**À faire**
(A) D'après le passage sur Cyrus, qu'est-ce que l'Éternel a commandé à Cyrus ?
(B) Poursuivez le passage sur Cyrus à la suite de sa dernière phrase.

**Extrait cité**

Pierre et Paul donnent la consigne de se sauver d’une « génération perverse et corrompue ». Donc d’éviter l’intégration complète.

Or, voici que survient un événement extraordinaire, résumé dans les versets 1 et 2 de notre texte. Dieu suscite chez Cyrus, empereur de Perse, une décision totalement inattendue et improbable. Celui-ci veut obéir à L’Eternel, qui lui a commandé de lui bâtir un temple à Jérusalem. En lisant ces lignes, nous devrions être abasourdis et frappés presque d’incrédulité. Récapitulons :

  • Cyrus II le Grand n’est pas un roi quelconque comparable aux roitelets cités dans les livres historiques de la Bible. Il est le fondateur de l’Empire Perse, qui a vaincu Babylone et les royaumes alentours et qui installe une domination de plusieurs siècles. (A cette époque les Romains sont des paysans sans puissance et les Grecs règnent sur des cités aux pouvoirs limités). Cyrus est le maître du monde de l’époque, comme les pharaons le furent en leurs temps.

**Données enregistrées**
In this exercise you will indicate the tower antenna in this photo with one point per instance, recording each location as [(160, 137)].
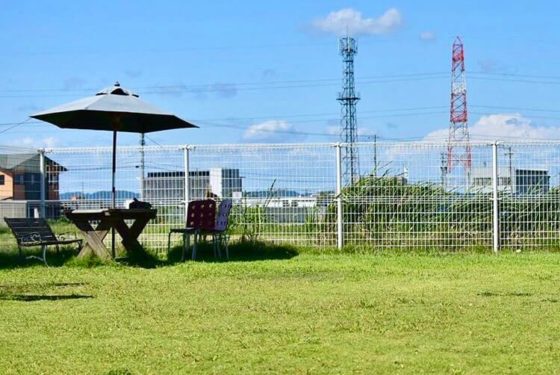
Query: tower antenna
[(458, 145), (348, 99)]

**Réponses attendues**
(A) De lui bâtir un temple à Jérusalem.

(B)
  • Ce souverain appartient au monde païen, selon les critères de la Bible – en réalité, nous savons par l’histoire des religions que la Perse avait des religions monothéistes ou dualistes, comme le mazdéisme ou le zoroastrisme. La notion de Dieu unique ne leur était donc pas étrangère.
  • Mais Dieu s’adresse directement à Cyrus, et lui donne un programme totalement surprenant pour un roi non-hébreux : construire un temple à Jérusalem. Il s’agit en fait de reconstruire le temple qui a été détruit par les Babyloniens en 587-86. Ce sera donc le second temple.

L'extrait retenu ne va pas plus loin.